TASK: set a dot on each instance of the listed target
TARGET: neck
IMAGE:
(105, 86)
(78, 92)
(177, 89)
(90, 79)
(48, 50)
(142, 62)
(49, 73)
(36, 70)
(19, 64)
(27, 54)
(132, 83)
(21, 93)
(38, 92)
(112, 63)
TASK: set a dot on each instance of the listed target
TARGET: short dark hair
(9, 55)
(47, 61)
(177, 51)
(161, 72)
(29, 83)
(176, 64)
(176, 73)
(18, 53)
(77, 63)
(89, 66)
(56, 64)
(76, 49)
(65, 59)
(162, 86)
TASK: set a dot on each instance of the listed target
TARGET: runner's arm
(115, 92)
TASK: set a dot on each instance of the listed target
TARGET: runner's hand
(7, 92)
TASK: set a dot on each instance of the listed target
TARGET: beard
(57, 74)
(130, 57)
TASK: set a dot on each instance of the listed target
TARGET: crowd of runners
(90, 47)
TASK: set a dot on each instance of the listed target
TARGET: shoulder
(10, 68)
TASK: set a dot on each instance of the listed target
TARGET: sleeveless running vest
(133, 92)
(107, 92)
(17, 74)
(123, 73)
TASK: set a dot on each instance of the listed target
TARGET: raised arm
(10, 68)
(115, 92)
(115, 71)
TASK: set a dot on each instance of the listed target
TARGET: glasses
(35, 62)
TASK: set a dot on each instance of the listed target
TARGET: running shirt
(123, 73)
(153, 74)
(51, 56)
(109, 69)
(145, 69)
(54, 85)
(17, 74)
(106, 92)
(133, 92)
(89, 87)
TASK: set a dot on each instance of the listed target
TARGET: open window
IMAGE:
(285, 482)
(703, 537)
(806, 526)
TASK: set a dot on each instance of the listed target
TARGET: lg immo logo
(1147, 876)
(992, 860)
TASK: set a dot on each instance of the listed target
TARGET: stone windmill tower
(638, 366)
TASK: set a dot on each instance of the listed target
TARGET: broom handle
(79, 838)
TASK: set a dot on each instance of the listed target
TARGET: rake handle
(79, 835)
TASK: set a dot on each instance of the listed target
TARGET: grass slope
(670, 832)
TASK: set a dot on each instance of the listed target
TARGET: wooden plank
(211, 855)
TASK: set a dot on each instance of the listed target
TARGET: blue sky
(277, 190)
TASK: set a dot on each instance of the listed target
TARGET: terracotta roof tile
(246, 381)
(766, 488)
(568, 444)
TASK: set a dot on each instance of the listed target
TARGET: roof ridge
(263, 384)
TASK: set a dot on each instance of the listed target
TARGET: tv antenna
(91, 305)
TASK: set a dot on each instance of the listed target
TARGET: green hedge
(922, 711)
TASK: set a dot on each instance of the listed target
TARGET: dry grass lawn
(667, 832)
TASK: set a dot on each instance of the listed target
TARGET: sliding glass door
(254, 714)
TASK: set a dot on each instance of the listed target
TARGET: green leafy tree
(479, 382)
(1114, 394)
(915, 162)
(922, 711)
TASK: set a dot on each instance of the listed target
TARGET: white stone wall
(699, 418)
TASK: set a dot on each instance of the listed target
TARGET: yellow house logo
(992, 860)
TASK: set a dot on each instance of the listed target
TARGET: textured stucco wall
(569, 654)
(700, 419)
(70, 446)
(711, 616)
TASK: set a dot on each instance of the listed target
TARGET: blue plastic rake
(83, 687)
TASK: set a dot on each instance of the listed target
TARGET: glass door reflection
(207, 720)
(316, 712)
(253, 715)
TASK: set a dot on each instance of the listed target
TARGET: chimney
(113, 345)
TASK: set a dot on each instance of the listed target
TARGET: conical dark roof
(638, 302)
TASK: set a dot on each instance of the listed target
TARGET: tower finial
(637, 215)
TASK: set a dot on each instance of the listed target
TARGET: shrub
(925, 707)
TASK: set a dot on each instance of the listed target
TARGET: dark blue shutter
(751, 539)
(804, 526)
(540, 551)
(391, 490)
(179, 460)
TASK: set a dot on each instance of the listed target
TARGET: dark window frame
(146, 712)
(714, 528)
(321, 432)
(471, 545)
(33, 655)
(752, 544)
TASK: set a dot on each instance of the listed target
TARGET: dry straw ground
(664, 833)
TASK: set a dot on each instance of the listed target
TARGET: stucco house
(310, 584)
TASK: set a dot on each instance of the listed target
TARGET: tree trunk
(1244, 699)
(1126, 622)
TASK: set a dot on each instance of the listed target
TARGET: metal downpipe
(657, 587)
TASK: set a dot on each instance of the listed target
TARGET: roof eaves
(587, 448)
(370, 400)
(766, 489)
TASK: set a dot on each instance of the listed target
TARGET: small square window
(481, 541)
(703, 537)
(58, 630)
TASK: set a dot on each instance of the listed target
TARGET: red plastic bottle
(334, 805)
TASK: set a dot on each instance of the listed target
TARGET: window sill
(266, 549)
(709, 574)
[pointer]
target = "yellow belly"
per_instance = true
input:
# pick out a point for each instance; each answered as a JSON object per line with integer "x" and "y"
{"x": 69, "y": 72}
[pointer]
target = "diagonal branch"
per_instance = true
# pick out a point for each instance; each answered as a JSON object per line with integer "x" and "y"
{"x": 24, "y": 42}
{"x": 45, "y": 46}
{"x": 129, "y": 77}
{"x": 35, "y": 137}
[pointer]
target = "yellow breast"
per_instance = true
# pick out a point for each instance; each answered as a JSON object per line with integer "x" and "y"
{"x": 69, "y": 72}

★ ★ ★ ★ ★

Pull out each line of the listing above that contains the string "plastic", and treat uppercase and lowercase letters as different.

THE RESPONSE:
TARGET: blue plastic rake
TARGET: red plastic bottle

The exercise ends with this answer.